▸ WHAT IS ASKED:
[1] In the article on the Louise O'Keeffe ruling, which two Irish courts had ruled that the State was not responsible for the assaults?
[2] Please carry the article on the Louise O'Keeffe ruling forward from its final sentence.

Landmark European judgement finds Irish State liable for sexual abuse

Louise O’Keeffe, who was abused by her primary school teacher, took the Irish State to the European Court Human Rights after losing in the Irish High and Supreme Courts.

Updated 10.50pm

THE EUROPEAN COURT of Human Rights (ECtHR) has found in favour of Louise O’Keeffe in her case against the Irish state, making them liable for the sexual abuse she suffered at the hands of her primary school principal.

Both the High Court and Supreme Court in Ireland had ruled that the State was not responsible for the assaults but the ECtHR has this morning overruled their judgements.

O’Keeffe’s solicitors said in statement after the ruling that she is “delighted that the State were, at last, held accountable”. They added though that she remains concerned about the approach the State takes to sexual abuse cases:

It is a pity that it had to come to this, and it is worrying for the future that the State can continue to deny that they have a role and a responsibility for what happened, and what is continuing to happen. The longer they continue in that state of denial, the greater the likelihood is that sexual abuse will continue.

▸ DATASET ENTRIES:

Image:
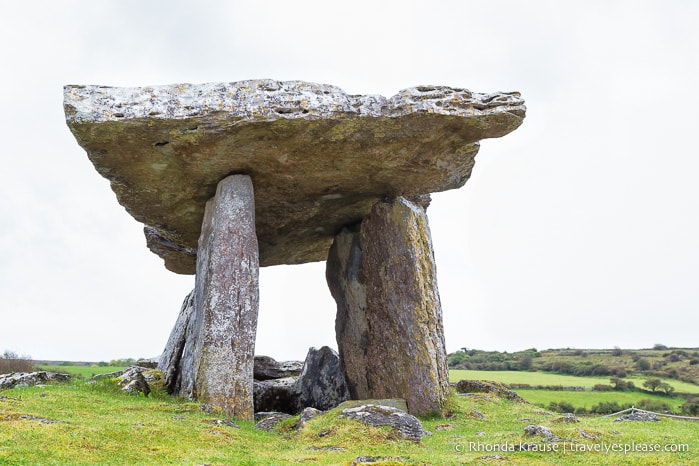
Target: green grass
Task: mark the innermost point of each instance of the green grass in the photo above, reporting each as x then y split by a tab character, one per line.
545	378
81	371
102	425
588	399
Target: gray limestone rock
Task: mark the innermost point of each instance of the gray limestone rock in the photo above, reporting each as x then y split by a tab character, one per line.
345	278
319	159
321	384
217	362
275	395
407	425
267	368
306	415
171	359
392	402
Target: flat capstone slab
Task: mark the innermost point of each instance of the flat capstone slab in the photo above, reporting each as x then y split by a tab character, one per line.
319	159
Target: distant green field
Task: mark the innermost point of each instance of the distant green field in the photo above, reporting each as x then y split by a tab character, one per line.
544	378
588	399
82	371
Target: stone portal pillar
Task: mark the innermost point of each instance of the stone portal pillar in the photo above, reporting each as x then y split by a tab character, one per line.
389	323
217	359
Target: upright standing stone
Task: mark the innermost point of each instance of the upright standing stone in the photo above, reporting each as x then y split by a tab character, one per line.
346	282
219	364
173	357
397	306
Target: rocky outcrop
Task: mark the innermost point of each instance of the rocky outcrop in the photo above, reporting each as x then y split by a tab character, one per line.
275	395
267	368
171	359
217	362
321	384
319	159
271	420
389	321
407	425
133	381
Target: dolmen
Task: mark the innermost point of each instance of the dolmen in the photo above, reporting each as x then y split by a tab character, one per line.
230	177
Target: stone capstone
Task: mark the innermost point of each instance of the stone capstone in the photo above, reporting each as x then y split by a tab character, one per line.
217	362
319	158
389	318
321	384
409	427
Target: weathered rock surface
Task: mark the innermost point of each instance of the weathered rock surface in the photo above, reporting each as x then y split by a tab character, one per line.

▸ THE REPLIES:
[1] The High Court and the Supreme Court.

[2]
The right for O’Keeffe to bring her case before the ECtHR in Strasbourg, France was challenged by the State which argued that she had not exhausted all legal remedies in the country.

This evening, O’Keeffe told RTÉ News that the State Claims agency should write and apologise to people who it contacted about their cases after the initial judgements against O’Keeffe in the High and Supreme Courts.

Judgement

The ECtHR has ordered that the State pay O’Keeffe €30,000 in damages and that they pay €85,000 for costs and expenses.

The Cork woman was indecently assaulted by Leo Hickey at Dunderrow National School in Kinsale for a number of months in 1973 when she was just nine years old.

In a civil action taken against Hickey her abuser was ordered to pay damages but subsequent cases against the State were unsuccessful.

O’Keefe’s case in the ECtHR had argued that the State failed to structure the primary education system so as to protect her. It also argued that the State failed to investigate or provide an appropriate judicial response to her ill-treatment.

In it’s judgement delivered this morning, the ECtHR said that the State “had to have been aware of the level of sexual crime against minors” as a result of a number of reports from the 1930s to the 1970s.

“Despite this awareness, the Irish State continued to entrust the management of the primary education of the vast majority of young Irish children to privately managed National Schools, without putting in place any mechanism of effective State control,” the 17 judge Grand Chamber decided.

“The Government maintained that certain mechanisms of detection and reporting had been in place. However, the Court did not consider these to be effective,” they add.

The State had defended the charges saying that rules had been published in 1965 and 1970 outlining procedures to be followed for complaints against teachers.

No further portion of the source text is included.